> [Written exercise] Copy out every line of the material below that contains the string "roof".

> [Image point annotation entries]

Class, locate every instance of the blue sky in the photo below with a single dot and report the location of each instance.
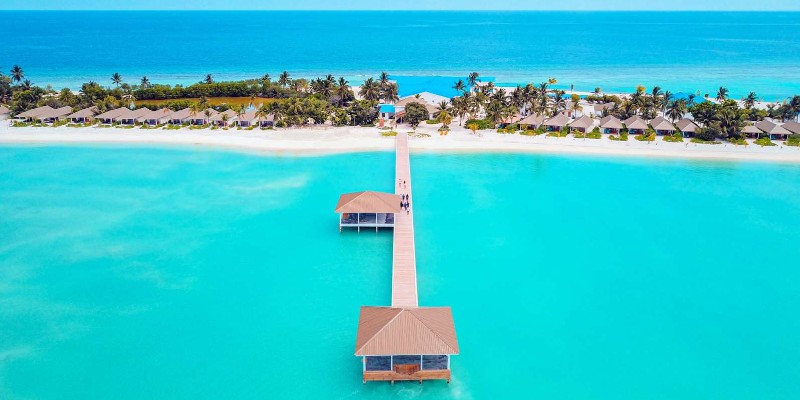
(672, 5)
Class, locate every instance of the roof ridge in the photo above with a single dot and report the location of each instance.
(435, 333)
(380, 330)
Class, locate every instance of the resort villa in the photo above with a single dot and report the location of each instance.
(635, 125)
(583, 124)
(402, 342)
(775, 131)
(610, 124)
(662, 126)
(83, 116)
(531, 122)
(368, 210)
(687, 127)
(248, 119)
(224, 119)
(556, 123)
(111, 116)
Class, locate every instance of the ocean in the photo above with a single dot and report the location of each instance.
(150, 273)
(693, 52)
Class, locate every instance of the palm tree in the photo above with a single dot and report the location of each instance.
(750, 100)
(722, 94)
(370, 90)
(384, 80)
(284, 79)
(473, 78)
(17, 74)
(116, 79)
(676, 109)
(459, 86)
(390, 93)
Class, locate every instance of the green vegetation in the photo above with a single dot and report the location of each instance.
(764, 141)
(701, 141)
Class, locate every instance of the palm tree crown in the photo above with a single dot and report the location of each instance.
(17, 74)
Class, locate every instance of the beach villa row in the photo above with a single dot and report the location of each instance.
(636, 126)
(145, 116)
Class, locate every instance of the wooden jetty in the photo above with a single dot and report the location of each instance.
(403, 342)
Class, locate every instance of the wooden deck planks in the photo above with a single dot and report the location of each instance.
(404, 260)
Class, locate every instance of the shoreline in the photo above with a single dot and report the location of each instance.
(343, 140)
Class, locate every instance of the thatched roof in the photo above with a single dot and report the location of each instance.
(368, 202)
(533, 119)
(790, 126)
(559, 120)
(662, 124)
(635, 122)
(687, 125)
(384, 331)
(610, 122)
(772, 128)
(85, 113)
(583, 122)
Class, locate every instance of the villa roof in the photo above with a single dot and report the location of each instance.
(181, 115)
(230, 113)
(635, 122)
(406, 331)
(85, 113)
(368, 202)
(750, 129)
(163, 113)
(686, 125)
(113, 113)
(35, 112)
(55, 113)
(790, 126)
(610, 122)
(249, 116)
(583, 122)
(661, 124)
(772, 128)
(424, 98)
(533, 119)
(558, 120)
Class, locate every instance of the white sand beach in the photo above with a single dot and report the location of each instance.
(331, 140)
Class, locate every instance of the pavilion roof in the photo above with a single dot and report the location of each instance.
(687, 125)
(406, 331)
(661, 124)
(583, 122)
(368, 202)
(635, 122)
(790, 126)
(558, 120)
(750, 129)
(533, 119)
(35, 112)
(610, 122)
(772, 128)
(230, 113)
(86, 112)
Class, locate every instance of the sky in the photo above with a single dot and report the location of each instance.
(611, 5)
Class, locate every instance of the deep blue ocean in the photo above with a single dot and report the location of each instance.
(680, 51)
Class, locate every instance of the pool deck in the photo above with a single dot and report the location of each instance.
(404, 260)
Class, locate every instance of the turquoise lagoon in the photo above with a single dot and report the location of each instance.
(148, 273)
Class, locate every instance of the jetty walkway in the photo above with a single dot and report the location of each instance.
(404, 260)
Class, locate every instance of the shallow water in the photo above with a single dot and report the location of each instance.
(680, 51)
(185, 274)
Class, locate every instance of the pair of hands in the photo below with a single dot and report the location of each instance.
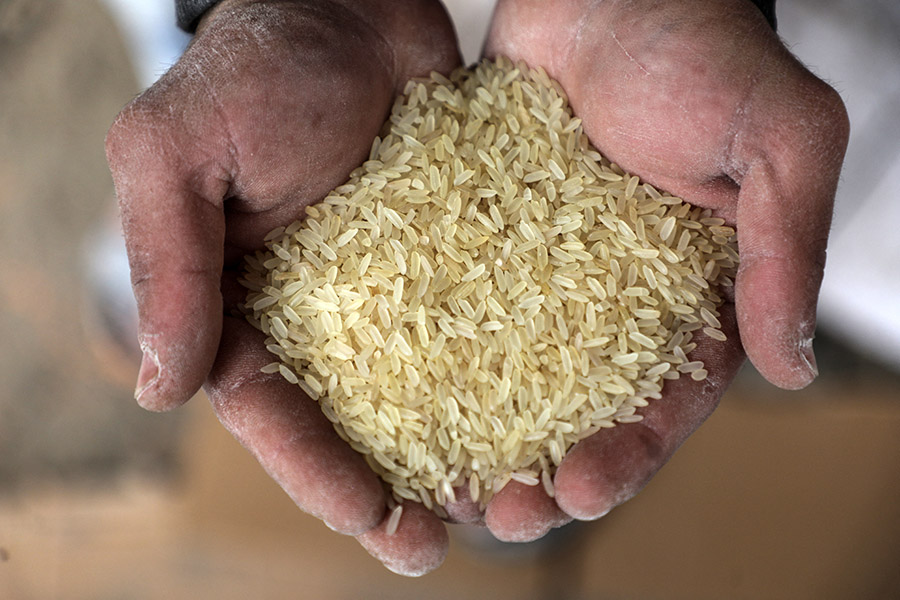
(275, 102)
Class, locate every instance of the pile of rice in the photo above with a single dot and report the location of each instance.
(487, 289)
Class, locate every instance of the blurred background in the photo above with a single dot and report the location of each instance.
(779, 495)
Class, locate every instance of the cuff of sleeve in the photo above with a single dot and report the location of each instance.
(768, 10)
(188, 12)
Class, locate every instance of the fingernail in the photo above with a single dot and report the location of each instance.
(148, 373)
(809, 357)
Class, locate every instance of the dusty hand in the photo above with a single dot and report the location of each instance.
(700, 99)
(271, 107)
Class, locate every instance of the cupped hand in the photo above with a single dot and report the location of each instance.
(271, 107)
(699, 98)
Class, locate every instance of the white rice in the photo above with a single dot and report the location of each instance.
(486, 290)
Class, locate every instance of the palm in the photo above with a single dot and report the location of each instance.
(699, 99)
(272, 106)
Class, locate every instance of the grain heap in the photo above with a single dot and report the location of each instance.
(486, 289)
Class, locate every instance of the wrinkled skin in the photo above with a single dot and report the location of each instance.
(275, 103)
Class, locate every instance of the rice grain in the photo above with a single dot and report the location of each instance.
(486, 290)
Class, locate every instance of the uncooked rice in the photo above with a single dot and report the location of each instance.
(486, 290)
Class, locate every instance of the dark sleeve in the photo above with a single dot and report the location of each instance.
(188, 12)
(768, 9)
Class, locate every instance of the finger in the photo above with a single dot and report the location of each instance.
(290, 436)
(610, 467)
(523, 513)
(788, 158)
(418, 546)
(174, 230)
(463, 509)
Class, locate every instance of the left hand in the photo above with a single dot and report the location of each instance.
(699, 98)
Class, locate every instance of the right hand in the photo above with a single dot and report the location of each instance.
(271, 107)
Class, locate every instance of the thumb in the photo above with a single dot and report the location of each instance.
(792, 157)
(171, 210)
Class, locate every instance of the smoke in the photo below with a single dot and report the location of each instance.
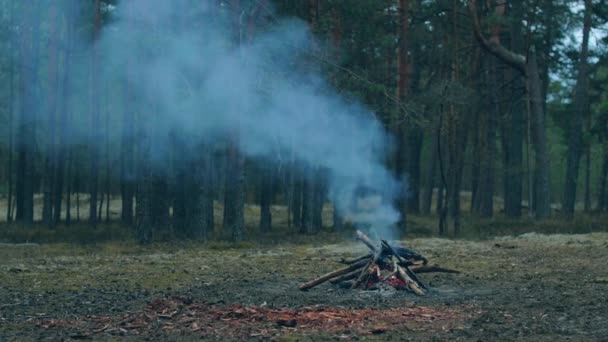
(196, 69)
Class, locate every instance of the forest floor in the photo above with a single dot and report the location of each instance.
(532, 286)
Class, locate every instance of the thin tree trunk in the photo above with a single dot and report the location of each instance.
(297, 200)
(60, 161)
(542, 165)
(95, 119)
(513, 169)
(9, 216)
(27, 128)
(588, 179)
(602, 196)
(403, 85)
(68, 200)
(580, 106)
(234, 194)
(307, 223)
(51, 111)
(427, 193)
(265, 198)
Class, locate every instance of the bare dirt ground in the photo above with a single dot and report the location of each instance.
(531, 287)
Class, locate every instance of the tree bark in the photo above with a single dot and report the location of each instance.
(403, 85)
(29, 113)
(427, 193)
(307, 223)
(95, 119)
(127, 167)
(527, 66)
(11, 114)
(513, 168)
(234, 194)
(580, 106)
(266, 187)
(602, 196)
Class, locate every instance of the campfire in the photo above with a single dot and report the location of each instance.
(396, 266)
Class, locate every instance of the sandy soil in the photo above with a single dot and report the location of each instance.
(531, 287)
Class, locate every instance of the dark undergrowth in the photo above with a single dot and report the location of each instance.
(418, 226)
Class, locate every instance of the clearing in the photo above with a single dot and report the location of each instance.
(533, 286)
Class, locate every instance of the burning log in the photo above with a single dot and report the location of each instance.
(333, 274)
(367, 269)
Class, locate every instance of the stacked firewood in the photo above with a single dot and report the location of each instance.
(396, 266)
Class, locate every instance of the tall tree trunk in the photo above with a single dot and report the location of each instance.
(296, 207)
(307, 223)
(234, 194)
(513, 169)
(602, 196)
(403, 85)
(52, 100)
(265, 198)
(60, 162)
(427, 193)
(528, 66)
(11, 114)
(143, 213)
(95, 118)
(202, 216)
(542, 190)
(29, 116)
(580, 106)
(68, 191)
(488, 157)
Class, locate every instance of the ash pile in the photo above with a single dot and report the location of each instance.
(395, 266)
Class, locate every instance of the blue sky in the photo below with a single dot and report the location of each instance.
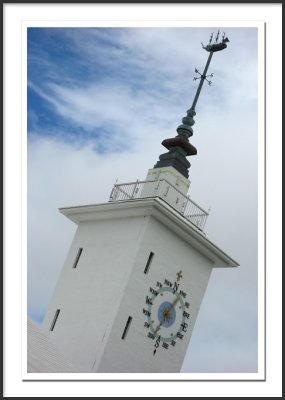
(100, 101)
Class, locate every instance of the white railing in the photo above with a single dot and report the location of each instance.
(166, 191)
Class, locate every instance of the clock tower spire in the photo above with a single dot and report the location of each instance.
(179, 146)
(133, 281)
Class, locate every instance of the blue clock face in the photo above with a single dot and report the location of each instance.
(167, 313)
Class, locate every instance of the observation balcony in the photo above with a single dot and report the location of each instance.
(166, 191)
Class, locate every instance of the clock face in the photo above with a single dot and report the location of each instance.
(166, 313)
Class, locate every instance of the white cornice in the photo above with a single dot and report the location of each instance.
(160, 210)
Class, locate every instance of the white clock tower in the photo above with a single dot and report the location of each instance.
(137, 270)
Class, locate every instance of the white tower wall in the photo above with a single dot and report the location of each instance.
(109, 284)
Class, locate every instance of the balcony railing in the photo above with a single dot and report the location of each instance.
(166, 191)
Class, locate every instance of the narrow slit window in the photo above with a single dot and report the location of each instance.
(148, 262)
(77, 257)
(54, 320)
(127, 327)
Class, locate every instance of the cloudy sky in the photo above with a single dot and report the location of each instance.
(100, 101)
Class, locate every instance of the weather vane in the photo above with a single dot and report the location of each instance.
(185, 130)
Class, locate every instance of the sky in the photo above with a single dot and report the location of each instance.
(100, 102)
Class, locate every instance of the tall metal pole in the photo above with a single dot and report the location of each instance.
(203, 77)
(185, 130)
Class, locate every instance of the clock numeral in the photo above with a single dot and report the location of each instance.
(150, 335)
(146, 312)
(184, 327)
(176, 286)
(167, 283)
(153, 291)
(157, 342)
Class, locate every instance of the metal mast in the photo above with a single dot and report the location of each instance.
(179, 147)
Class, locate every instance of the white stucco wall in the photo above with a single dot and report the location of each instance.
(108, 285)
(88, 295)
(171, 254)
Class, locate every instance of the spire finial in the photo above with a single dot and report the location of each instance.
(185, 129)
(179, 147)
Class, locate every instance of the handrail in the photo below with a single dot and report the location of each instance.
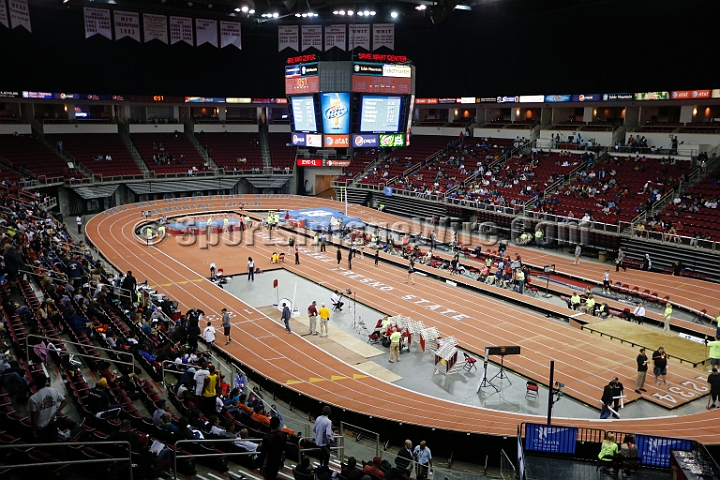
(62, 462)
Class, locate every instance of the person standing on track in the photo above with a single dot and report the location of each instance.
(578, 252)
(660, 365)
(666, 316)
(286, 317)
(251, 270)
(395, 346)
(411, 272)
(312, 316)
(714, 381)
(642, 362)
(324, 319)
(323, 434)
(619, 261)
(226, 325)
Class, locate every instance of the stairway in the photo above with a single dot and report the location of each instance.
(135, 154)
(265, 148)
(201, 150)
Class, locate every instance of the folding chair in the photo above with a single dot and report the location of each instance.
(469, 362)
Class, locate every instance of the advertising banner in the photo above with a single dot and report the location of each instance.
(617, 97)
(335, 37)
(544, 438)
(312, 37)
(155, 27)
(689, 94)
(336, 141)
(656, 451)
(365, 141)
(532, 98)
(19, 14)
(313, 140)
(230, 34)
(127, 24)
(359, 36)
(335, 113)
(298, 139)
(206, 31)
(181, 30)
(384, 35)
(288, 37)
(97, 21)
(557, 98)
(392, 140)
(587, 97)
(652, 96)
(3, 14)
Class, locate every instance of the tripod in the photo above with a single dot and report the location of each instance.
(501, 375)
(485, 383)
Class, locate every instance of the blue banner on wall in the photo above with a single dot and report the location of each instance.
(656, 451)
(544, 438)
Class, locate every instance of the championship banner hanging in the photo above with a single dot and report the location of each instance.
(19, 14)
(288, 37)
(155, 27)
(97, 21)
(383, 35)
(312, 37)
(335, 37)
(181, 30)
(360, 36)
(206, 31)
(3, 14)
(230, 34)
(127, 24)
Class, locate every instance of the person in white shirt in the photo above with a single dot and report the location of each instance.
(639, 314)
(209, 336)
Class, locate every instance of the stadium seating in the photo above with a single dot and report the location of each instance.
(233, 151)
(177, 145)
(85, 147)
(28, 154)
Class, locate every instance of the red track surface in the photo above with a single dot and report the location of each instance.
(584, 362)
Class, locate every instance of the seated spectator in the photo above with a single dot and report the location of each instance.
(100, 402)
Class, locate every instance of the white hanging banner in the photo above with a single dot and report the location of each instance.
(181, 30)
(19, 14)
(127, 24)
(206, 31)
(312, 37)
(3, 14)
(335, 37)
(360, 36)
(230, 34)
(155, 27)
(384, 35)
(288, 37)
(97, 21)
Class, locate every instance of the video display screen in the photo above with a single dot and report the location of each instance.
(303, 109)
(380, 114)
(335, 113)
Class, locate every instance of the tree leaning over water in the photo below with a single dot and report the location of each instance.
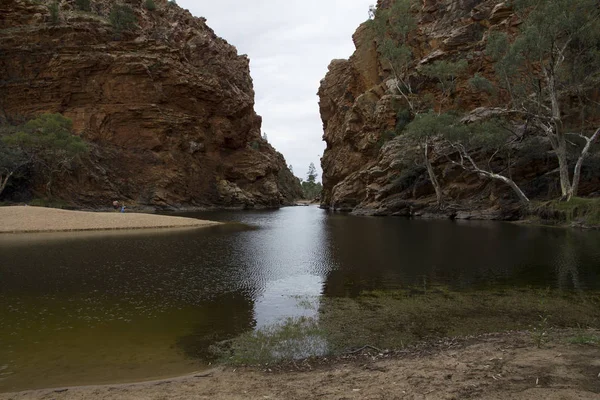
(554, 61)
(45, 144)
(310, 187)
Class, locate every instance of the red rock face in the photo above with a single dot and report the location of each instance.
(168, 108)
(364, 172)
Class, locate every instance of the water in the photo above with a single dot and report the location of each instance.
(91, 308)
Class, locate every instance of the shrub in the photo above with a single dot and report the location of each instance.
(83, 5)
(150, 5)
(481, 84)
(54, 11)
(122, 18)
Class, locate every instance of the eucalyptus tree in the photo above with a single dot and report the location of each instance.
(554, 59)
(46, 143)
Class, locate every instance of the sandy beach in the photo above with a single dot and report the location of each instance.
(22, 219)
(492, 367)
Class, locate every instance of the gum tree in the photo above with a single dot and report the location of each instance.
(423, 130)
(554, 59)
(45, 143)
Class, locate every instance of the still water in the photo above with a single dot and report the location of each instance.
(91, 308)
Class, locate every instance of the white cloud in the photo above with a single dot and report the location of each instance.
(290, 44)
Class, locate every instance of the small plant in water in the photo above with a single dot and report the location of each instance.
(539, 333)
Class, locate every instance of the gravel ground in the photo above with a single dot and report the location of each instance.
(502, 367)
(38, 219)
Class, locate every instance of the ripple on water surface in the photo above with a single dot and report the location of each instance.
(87, 308)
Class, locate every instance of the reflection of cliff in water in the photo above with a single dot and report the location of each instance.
(379, 253)
(229, 316)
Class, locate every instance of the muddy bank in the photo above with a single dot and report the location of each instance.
(498, 366)
(38, 219)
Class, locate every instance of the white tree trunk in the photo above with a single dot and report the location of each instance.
(4, 181)
(582, 157)
(432, 177)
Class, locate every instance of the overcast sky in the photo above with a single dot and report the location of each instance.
(290, 44)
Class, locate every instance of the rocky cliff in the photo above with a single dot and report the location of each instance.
(166, 104)
(367, 171)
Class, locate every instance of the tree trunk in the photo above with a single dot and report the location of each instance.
(524, 199)
(432, 177)
(577, 173)
(561, 143)
(563, 165)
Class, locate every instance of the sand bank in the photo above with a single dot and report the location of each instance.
(38, 219)
(495, 367)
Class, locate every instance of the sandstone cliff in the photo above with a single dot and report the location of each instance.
(167, 105)
(367, 172)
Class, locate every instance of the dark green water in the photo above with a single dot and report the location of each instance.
(86, 308)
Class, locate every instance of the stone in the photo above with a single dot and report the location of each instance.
(169, 108)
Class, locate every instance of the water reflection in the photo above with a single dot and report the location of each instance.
(96, 307)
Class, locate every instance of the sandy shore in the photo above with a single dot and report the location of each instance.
(39, 219)
(496, 367)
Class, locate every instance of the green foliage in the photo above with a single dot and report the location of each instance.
(446, 73)
(584, 338)
(83, 5)
(403, 118)
(54, 13)
(487, 135)
(311, 189)
(44, 143)
(150, 5)
(255, 145)
(559, 38)
(291, 339)
(312, 175)
(497, 45)
(481, 84)
(430, 124)
(122, 18)
(391, 28)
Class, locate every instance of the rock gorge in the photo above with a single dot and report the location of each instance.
(368, 173)
(167, 106)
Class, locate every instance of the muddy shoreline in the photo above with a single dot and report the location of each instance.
(492, 366)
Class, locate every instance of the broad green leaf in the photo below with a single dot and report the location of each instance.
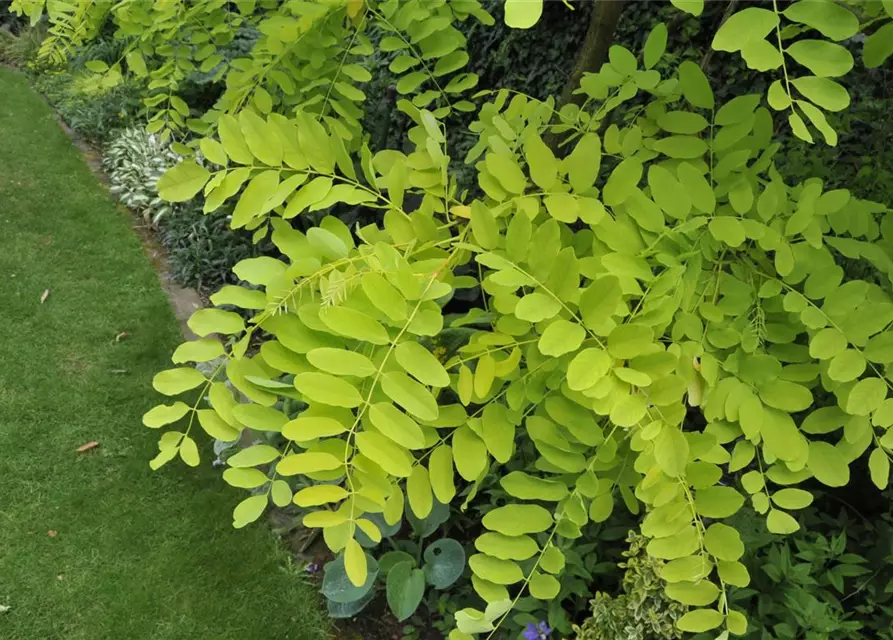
(440, 473)
(384, 296)
(695, 86)
(827, 344)
(355, 563)
(542, 586)
(505, 547)
(698, 594)
(744, 27)
(418, 491)
(628, 411)
(175, 381)
(655, 45)
(182, 182)
(319, 495)
(245, 478)
(249, 510)
(522, 14)
(495, 570)
(791, 499)
(328, 389)
(671, 451)
(599, 301)
(213, 151)
(473, 458)
(382, 451)
(781, 522)
(866, 396)
(537, 306)
(498, 432)
(165, 414)
(483, 226)
(723, 542)
(824, 59)
(584, 162)
(526, 487)
(419, 362)
(507, 172)
(354, 324)
(253, 201)
(700, 620)
(233, 142)
(827, 17)
(518, 519)
(827, 464)
(878, 46)
(718, 502)
(847, 365)
(623, 179)
(587, 368)
(786, 396)
(630, 340)
(260, 418)
(560, 337)
(341, 362)
(405, 589)
(397, 426)
(309, 462)
(253, 456)
(410, 395)
(879, 466)
(305, 428)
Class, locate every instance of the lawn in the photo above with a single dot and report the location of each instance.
(95, 545)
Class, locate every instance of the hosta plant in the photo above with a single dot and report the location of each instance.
(663, 327)
(134, 161)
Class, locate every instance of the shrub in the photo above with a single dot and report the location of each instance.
(134, 161)
(656, 322)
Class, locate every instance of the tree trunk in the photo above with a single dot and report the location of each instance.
(594, 50)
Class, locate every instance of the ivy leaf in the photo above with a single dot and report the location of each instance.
(182, 182)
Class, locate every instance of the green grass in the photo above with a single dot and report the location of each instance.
(138, 555)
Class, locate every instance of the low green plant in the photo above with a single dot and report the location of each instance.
(610, 312)
(643, 611)
(134, 161)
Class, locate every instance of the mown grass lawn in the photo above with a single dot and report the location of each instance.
(95, 546)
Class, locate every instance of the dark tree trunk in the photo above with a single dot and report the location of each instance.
(594, 51)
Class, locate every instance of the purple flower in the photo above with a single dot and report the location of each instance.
(539, 631)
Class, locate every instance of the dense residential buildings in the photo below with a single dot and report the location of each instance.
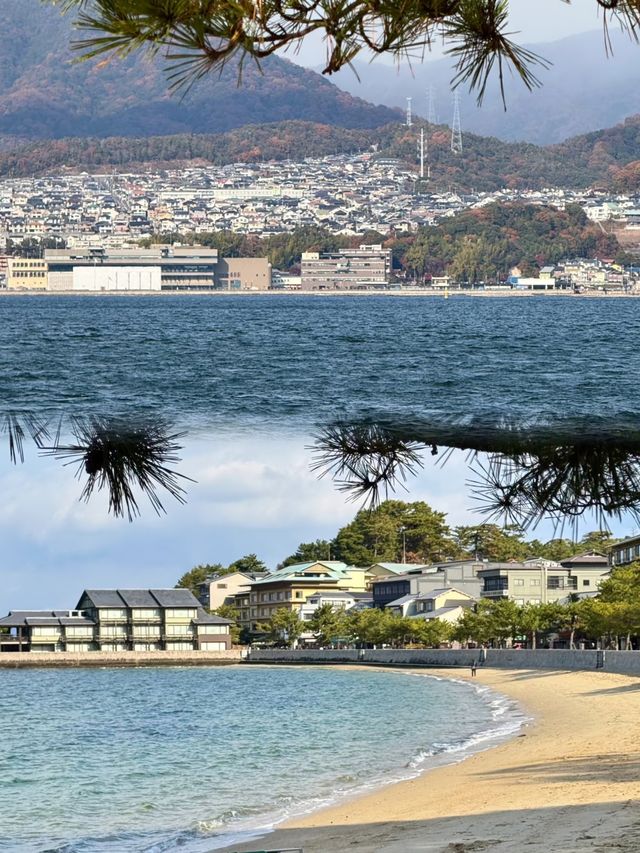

> [The answer]
Class, locate every instance of the roof ridge in the photo above with a single dot and report the location of each instance.
Class, locate every instance of the thatched roof in the photo above with a single dot and report the location of each instance.
Class, locate every instance of the villa roof in the photo above with a single dot and report the location of each instance.
Class, locate every instance of the pavilion roof in the photo above with a single dot and report the location of each instance.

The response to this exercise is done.